Set exercise:
Arrange every line of the records below as a numbered list, skipping blank lines and leaving the pictures out of your answer.

Records of point annotations:
::::

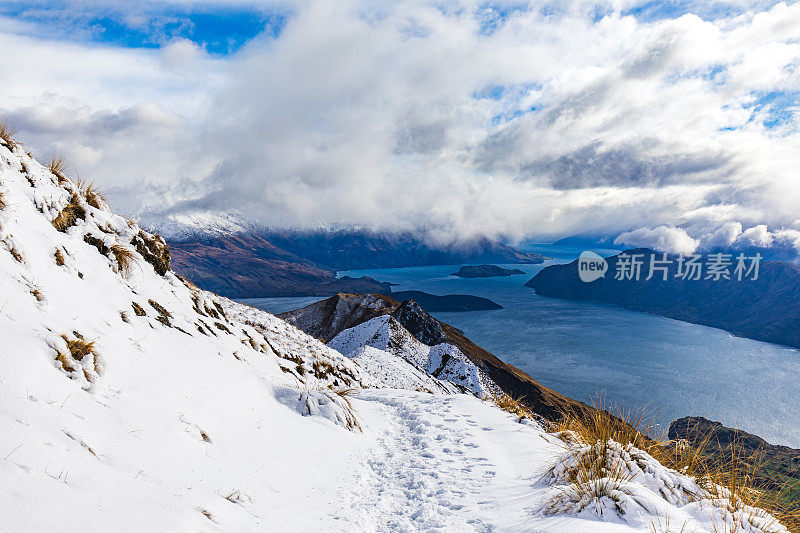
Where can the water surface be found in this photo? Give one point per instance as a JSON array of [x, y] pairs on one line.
[[635, 359]]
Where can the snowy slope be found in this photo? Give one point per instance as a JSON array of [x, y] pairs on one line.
[[132, 401], [387, 338]]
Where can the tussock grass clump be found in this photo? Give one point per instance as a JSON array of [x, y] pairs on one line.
[[79, 358], [591, 476], [58, 167], [69, 215], [93, 196], [163, 314], [514, 406], [733, 485], [7, 135], [737, 483], [36, 293], [154, 250], [125, 258], [16, 255]]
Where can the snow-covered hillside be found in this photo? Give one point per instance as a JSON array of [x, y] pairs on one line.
[[132, 401], [383, 341]]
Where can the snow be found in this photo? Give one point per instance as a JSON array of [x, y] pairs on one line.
[[204, 414]]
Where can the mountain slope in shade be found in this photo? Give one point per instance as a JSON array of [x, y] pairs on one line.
[[241, 260], [131, 400], [766, 309], [247, 265], [779, 466]]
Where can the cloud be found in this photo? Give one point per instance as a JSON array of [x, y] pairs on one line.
[[533, 120]]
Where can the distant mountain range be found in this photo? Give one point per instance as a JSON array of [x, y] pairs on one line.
[[241, 260], [766, 309]]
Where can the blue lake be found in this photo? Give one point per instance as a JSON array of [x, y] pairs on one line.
[[631, 359]]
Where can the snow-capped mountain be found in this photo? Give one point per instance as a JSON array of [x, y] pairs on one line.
[[381, 340], [131, 400]]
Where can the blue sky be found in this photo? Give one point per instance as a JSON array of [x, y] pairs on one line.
[[511, 118], [219, 29], [223, 29]]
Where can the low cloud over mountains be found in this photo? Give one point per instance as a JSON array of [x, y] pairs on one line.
[[533, 120]]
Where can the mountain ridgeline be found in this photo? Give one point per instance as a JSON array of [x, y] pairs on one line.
[[261, 263], [326, 319]]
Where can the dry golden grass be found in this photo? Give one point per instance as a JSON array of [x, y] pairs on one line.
[[7, 135], [79, 348], [125, 258], [16, 255], [736, 482], [732, 483], [58, 166], [93, 196], [514, 406], [591, 476], [344, 394], [69, 215]]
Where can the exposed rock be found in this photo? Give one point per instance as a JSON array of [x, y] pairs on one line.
[[328, 318]]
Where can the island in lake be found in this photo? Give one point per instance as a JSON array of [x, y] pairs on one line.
[[447, 302], [486, 271]]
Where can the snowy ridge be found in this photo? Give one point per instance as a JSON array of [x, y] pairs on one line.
[[130, 400], [387, 337]]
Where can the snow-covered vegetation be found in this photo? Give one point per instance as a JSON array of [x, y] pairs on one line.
[[130, 400]]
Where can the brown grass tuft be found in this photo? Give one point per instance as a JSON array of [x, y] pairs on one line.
[[79, 348], [58, 167], [125, 257], [514, 406], [69, 215], [93, 196], [733, 483], [344, 394], [7, 135]]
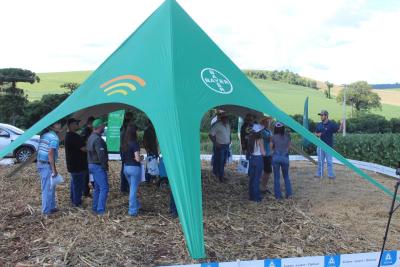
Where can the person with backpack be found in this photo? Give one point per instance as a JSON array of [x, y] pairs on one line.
[[280, 144], [46, 165], [132, 167], [255, 151]]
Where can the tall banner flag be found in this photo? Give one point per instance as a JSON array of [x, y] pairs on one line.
[[305, 122], [115, 120]]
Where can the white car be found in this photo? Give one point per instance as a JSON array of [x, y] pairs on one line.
[[9, 133]]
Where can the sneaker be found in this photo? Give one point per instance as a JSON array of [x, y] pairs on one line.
[[54, 210]]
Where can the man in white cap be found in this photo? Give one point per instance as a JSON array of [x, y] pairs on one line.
[[325, 130]]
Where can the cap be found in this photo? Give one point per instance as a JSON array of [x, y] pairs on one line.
[[323, 112], [265, 119], [72, 120], [90, 119], [257, 127], [97, 123]]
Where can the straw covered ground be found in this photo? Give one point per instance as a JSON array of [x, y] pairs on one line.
[[344, 216]]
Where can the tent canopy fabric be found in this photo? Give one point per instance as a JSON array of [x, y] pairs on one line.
[[170, 69]]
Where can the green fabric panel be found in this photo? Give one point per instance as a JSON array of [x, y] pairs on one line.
[[165, 59], [179, 138]]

::::

Answer to this exercise:
1. Where can the water surface be found in this photo? Give one point per instance as a JSON array of [x, y] pairs on one line.
2. [[635, 359]]
3. Where can the snowy slope be found in this photo? Give one point per instance as a JSON array of [x, y] pairs on one line.
4. [[132, 401], [387, 338]]
5. Where can the tussock grass clump be found in this photo? Give one point per instance as a JSON array of [x, y] pairs on one line.
6. [[79, 358], [591, 476], [58, 167], [69, 215], [93, 196], [163, 314], [514, 406], [733, 485], [7, 135], [737, 483], [36, 293], [154, 250], [125, 258], [16, 255]]
7. Where can the snow-covered hillside be found in this photo? Give one point per instance as a JSON array of [x, y] pairs on one line.
8. [[132, 401], [383, 341]]
9. Where can the snow be found in this photo? Give one point per instance as a JSON array of [x, y] pairs on one line.
10. [[204, 414]]
11. Where can the mountain slope in shade be found in this photo? Give one point per instance as a JSON array of [x, y] pairs on one line.
12. [[241, 260], [131, 400], [766, 309], [247, 265], [779, 466]]
13. Where can the cloud be found in this photo? Give one point per instance as a JSON array of [x, y] pairs on one line.
14. [[533, 120]]
15. Where can the distant mountain range be found in this photo? Give one point per instance as a JSON array of [x, y] pairs on one line.
16. [[241, 260], [766, 309]]
17. Where can the blue lake be found in this photo? Give one point per instance as a JSON array of [x, y] pairs on one line.
18. [[631, 359]]
19. Where can the snow-capped mountain be found in this photo? Give one point per instance as a JSON array of [x, y] pairs on one line.
20. [[381, 340], [131, 400]]
21. Where can the blue sky be found in this photo? Give one point per instance as a JSON array of [x, y] pairs on one line.
22. [[511, 118], [219, 29], [223, 29]]
23. Where can the low cloud over mountains be found in this photo? Give one point per instance as a JSON array of [x, y] pairs on one line.
24. [[533, 120]]
25. Where can the mountain ridgeline be found in this photo? Give one point per instance as a JSON array of [x, y] pairs on one line.
26. [[261, 263], [326, 319]]
27. Where can the dry golden grass be found in this photo? Give one point per instance as a JSON array of [x, y] pairs on one line.
28. [[7, 135], [79, 348], [125, 258], [16, 255], [736, 482], [732, 483], [58, 166], [93, 196], [514, 406], [591, 476], [344, 394], [69, 215]]
29. Where can the exposed rock be found in this photo? Give one point per instance as a JSON array of [x, y] pairs on one line.
30. [[328, 318]]
31. Where can the island in lake be found in this photo? Give one point per instance as a JSON array of [x, y] pairs on one line.
32. [[447, 302], [486, 271]]
33. Where can the snowy ridge be found in this photo? Give one point per instance as a JSON array of [x, y] pairs on one line.
34. [[130, 400], [387, 337]]
35. Where can the snow-covered vegetation be found in this photo? Give one point per instance as a JSON array of [x, y] pairs on one line.
36. [[130, 400]]
37. Where can the brown grass tuft be found in this photo? Give one point per instance as a JSON array of [x, y] pairs on one line.
38. [[79, 348], [58, 167], [125, 257], [514, 406], [69, 215], [93, 196], [733, 483], [344, 394], [7, 135]]
39. Where can the person with backpack be found in this photo? Give one point per instance as a JSON array of [x, y] pairs on one line.
40. [[280, 144], [46, 165], [132, 167], [255, 151]]
41. Where can the tall banner flag be found in this photo? Give one point per instance as a JSON array of [x, y] pairs on one line.
42. [[305, 122], [115, 120]]
43. Where can the white car be found in this photo? Give one point per instance as a JSON array of [x, y] pairs on one line.
44. [[9, 133]]
45. Where can the sneaker be found in this photo? Give one point per instance as a JSON array of [x, y] pairs on one line.
46. [[54, 210]]
47. Where can the man in white cap be found in this photo? Give one point per instance as a JSON array of [x, y] pairs on one line.
48. [[325, 130]]
49. Where can the cap be found in this photo? Give one point per instance as a JSON array of [x, y] pairs on one line.
50. [[323, 112], [265, 119], [72, 120], [90, 119], [257, 127], [97, 123]]
51. Where can the straw covered ground be found in this photo? Give one point per instance as a JSON array of [x, y] pairs on one line.
52. [[344, 216]]
53. Where can the tent canopy fabric be found in this photo? Give one point per instance as a JSON array of [x, y] pairs on one line.
54. [[170, 69]]
55. Where can the green fabric panel be found in this photo? Give one point per instance as a JSON array of [x, y] pairs on one line.
56. [[165, 59], [179, 138]]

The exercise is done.